Conciergerie in Paris: Heloïsa und Abaelard nach Viollet-le-Duc

Basrelief am hinteren Zentralpfeiler des Waffenträgersaales

© Dr. Werner Robl, Mai 2003

Obwohl die Conciergerie ursprünglich im 14. Jahrhundert unter König Philipp, dem Schönen, als Unterkunft für den Schlossvogt (Concierge) und die Palastwachen erbaut wurde, ging sie in einer ganz anderen Funktion in die Geschichte ein: Als im späten 14. Jahrhundert König Karl V. und sein Hof den Stadtkern von Paris verlassen hatten, um auswärts zu residieren, etablierte sich bereits die Conciergerie als Zentralbau der französischen Polizei- und Staatsgewalt. Schon damals wurden die Untergeschosse in Gefängnisse umgebaut.

***

**Gestellte Aufgabe A:**
Unter welchem König wurde die Conciergerie laut dem Text über die Conciergerie ursprünglich erbaut?
**Gestellte Aufgabe B:**
Schreiben Sie den Text über die Conciergerie im Anschluss an seinen letzten Satz weiter.

***

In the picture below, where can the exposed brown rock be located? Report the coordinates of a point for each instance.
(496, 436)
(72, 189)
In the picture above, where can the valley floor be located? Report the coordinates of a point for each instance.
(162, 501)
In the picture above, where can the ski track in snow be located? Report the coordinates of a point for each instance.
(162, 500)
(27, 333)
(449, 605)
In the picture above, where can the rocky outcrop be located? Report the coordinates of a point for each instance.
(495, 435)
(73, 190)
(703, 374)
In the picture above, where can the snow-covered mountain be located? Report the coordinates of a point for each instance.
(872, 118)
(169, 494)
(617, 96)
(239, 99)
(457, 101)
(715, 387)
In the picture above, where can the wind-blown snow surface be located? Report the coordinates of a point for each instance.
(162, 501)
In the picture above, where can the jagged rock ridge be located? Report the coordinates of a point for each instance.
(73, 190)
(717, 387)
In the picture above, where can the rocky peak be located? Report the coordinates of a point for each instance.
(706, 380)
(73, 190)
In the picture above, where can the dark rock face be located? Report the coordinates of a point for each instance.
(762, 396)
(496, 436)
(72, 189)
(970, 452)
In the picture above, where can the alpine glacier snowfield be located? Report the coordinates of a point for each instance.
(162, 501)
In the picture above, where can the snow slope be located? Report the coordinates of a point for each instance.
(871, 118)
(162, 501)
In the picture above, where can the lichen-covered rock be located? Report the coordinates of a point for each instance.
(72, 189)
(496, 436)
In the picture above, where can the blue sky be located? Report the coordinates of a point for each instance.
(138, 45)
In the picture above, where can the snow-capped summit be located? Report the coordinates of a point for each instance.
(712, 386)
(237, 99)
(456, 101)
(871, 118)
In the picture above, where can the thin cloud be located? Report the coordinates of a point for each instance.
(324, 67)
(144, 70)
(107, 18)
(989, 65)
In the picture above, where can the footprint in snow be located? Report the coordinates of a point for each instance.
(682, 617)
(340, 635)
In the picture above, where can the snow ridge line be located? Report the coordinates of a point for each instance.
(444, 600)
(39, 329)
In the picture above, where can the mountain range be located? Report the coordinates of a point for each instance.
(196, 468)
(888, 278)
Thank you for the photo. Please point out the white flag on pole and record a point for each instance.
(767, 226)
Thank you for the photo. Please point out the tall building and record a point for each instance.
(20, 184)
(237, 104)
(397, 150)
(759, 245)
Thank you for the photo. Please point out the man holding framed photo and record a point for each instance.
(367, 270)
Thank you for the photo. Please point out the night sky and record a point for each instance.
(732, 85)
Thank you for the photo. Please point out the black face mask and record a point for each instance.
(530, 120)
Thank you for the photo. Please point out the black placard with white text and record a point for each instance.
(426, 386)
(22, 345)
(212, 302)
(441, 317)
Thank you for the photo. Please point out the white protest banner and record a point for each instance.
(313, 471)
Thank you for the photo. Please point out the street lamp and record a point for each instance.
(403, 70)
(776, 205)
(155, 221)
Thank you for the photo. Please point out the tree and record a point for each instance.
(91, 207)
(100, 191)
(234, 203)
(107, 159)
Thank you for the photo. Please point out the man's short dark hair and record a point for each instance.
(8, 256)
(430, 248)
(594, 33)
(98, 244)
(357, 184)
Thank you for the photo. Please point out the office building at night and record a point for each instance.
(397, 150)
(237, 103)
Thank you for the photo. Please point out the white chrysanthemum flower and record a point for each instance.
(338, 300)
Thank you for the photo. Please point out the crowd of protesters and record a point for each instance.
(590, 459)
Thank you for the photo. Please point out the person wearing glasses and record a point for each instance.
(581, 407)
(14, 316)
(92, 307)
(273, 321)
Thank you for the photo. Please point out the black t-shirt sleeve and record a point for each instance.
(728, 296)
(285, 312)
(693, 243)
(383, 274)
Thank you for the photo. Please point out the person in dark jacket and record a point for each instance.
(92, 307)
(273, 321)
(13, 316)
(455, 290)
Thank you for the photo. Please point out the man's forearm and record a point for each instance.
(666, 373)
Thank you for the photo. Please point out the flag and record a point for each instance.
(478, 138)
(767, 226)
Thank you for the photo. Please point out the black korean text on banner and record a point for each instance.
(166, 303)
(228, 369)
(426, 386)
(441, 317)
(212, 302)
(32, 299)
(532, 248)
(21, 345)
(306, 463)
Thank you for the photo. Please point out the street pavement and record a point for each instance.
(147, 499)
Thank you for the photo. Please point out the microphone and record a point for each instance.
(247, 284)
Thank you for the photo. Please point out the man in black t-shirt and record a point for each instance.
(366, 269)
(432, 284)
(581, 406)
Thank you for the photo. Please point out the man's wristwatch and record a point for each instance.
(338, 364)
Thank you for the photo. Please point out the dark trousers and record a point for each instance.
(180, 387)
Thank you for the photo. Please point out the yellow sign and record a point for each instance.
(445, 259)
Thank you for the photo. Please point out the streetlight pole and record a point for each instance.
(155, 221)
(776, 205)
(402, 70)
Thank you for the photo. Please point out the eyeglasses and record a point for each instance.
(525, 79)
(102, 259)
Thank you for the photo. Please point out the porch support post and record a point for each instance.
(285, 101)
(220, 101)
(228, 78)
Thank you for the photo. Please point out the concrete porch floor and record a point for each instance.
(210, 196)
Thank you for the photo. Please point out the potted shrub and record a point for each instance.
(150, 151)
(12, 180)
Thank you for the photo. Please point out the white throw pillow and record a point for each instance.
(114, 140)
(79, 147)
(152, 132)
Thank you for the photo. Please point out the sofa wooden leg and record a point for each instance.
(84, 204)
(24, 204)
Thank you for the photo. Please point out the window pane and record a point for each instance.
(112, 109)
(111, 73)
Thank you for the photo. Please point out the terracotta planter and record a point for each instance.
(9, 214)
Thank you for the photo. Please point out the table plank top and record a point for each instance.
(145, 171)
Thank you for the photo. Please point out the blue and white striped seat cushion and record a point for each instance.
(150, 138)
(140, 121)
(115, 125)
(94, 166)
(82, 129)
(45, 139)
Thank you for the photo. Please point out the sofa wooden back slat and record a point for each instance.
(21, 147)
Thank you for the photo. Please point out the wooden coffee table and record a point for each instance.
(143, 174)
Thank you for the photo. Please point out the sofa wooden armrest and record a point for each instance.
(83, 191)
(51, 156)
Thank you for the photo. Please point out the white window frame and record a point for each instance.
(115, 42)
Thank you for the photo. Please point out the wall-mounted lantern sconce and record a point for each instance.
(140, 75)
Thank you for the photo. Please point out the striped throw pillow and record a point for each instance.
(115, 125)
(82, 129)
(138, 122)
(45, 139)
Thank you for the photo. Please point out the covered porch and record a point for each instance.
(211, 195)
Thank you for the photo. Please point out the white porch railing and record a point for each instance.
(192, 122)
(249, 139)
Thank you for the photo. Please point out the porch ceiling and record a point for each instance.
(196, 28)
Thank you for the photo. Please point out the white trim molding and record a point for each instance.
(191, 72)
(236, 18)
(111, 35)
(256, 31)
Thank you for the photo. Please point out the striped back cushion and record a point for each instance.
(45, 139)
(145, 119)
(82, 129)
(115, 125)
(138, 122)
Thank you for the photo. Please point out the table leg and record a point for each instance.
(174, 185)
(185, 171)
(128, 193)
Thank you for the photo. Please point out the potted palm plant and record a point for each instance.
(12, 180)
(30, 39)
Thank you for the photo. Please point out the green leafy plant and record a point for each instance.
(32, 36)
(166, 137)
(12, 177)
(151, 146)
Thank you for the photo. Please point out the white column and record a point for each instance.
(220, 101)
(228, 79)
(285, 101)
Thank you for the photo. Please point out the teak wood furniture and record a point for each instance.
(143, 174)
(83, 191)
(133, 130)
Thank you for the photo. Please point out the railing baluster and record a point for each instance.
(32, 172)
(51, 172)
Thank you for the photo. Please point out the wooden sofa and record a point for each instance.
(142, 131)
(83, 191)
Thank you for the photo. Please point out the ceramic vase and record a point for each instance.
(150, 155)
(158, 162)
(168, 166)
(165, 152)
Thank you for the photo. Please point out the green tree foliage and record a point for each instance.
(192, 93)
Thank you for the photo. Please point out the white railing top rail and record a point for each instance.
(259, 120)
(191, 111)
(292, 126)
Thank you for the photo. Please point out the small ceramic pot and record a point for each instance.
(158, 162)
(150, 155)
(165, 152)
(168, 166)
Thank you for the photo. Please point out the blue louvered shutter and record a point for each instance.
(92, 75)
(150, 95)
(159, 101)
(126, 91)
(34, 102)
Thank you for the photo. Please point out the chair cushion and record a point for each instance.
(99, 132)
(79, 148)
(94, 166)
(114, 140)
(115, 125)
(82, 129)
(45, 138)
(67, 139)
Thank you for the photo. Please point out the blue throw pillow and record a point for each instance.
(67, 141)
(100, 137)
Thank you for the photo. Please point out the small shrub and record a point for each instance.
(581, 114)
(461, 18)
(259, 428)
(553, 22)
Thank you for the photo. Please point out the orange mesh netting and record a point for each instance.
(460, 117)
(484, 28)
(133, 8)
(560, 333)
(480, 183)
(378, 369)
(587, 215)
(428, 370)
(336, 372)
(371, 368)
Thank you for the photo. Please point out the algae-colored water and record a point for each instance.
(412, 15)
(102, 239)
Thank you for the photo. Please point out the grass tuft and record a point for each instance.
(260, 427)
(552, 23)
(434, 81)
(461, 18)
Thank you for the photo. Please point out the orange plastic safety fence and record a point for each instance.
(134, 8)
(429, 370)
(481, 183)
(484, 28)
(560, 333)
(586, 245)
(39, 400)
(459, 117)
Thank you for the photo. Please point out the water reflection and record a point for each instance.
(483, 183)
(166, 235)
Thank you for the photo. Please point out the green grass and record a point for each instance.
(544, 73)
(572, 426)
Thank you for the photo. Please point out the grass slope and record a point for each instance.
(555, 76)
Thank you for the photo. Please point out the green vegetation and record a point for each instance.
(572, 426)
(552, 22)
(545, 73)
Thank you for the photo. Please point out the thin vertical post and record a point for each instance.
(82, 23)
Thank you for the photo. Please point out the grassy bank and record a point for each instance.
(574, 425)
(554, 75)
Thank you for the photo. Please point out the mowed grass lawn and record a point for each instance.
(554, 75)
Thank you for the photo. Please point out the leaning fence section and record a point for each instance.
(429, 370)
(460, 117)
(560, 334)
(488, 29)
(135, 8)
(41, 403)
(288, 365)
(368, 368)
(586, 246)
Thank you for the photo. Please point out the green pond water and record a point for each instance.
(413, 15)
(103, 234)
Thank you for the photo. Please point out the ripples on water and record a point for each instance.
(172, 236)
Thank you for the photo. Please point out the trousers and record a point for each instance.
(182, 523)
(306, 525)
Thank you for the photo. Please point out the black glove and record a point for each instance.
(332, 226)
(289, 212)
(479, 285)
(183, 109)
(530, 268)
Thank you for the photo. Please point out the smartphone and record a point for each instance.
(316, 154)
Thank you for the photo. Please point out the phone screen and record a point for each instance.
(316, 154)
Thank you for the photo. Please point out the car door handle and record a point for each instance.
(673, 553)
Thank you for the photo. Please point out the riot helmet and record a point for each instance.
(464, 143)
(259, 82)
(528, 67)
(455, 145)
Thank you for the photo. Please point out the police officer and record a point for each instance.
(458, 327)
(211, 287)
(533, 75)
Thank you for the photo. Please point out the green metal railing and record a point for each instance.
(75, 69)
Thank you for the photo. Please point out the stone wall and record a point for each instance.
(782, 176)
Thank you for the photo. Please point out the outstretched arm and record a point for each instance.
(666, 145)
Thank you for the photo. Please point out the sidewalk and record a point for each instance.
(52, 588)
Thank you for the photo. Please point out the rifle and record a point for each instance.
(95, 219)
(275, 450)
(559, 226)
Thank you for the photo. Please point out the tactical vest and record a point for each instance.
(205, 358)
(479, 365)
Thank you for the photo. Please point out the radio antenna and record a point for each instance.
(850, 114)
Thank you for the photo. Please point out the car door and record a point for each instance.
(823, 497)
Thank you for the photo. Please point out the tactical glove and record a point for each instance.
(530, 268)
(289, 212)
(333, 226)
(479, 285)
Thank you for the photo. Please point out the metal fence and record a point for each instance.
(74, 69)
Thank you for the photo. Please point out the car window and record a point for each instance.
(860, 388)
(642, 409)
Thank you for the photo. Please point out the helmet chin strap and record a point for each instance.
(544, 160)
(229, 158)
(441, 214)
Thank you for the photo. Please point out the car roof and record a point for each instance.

***

**Endergebnis A:**
Unter König Philipp dem Schönen im 14. Jahrhundert.

**Endergebnis B:**
Während der Französischen Revolution diente sie dann als berüchtigtes Staatsgefängnis: Nach dem Sturz der Monarchie verurteilte das Revolutionstribunal zwischen dem 2. April 1793 und dem 31. Mai 1795 in der Conciergerie seine Opfer zum Tod durch das Fallbeil. Innerhalb zweier Jahre wurden dort mehr als 2700 Menschen dem Scharfrichter überantwortet, darunter Königin Marie-Antoinette und Madame Elisabeth, die Schwester König Ludwigs XVI., Charlotte Corday, die Mörderin Marats, Madame Dubarry, die langjährige Favoritin Ludwigs XV., der Dichter André Chenier, Philipp von Orléans, sowie die 22 Girondisten, die wegen Umsturzes und Konspiration gegen Robespierre angeklagt waren. Im Jahr 1794 wurden die Anführer der Revolution selbst, Danton und Robespierre, Opfer ihres eigenen Vernichtungskurses. Zwischen dem Januar 1793 und dem Juli 1794 gingen Tausende von Gefangenen den Weg von der Conciergerie zur Guillotine. Diese stand nacheinander auf der Place du Carrousel, der Place de la Concorde, der Place de la Bastille, der Place de la Nation - wo allein in 40 Tagen 1306 Köpfe fielen - und zuletzt wieder auf der Place de la Concorde. Auch im 19. Jahrhundert fristeten namhafte Gefangene in der Conciergerie ein trauriges Dasein, z. B. Marschall Ney, der Prinz Napoléon und die Anarchisten Orsini et Ravachol.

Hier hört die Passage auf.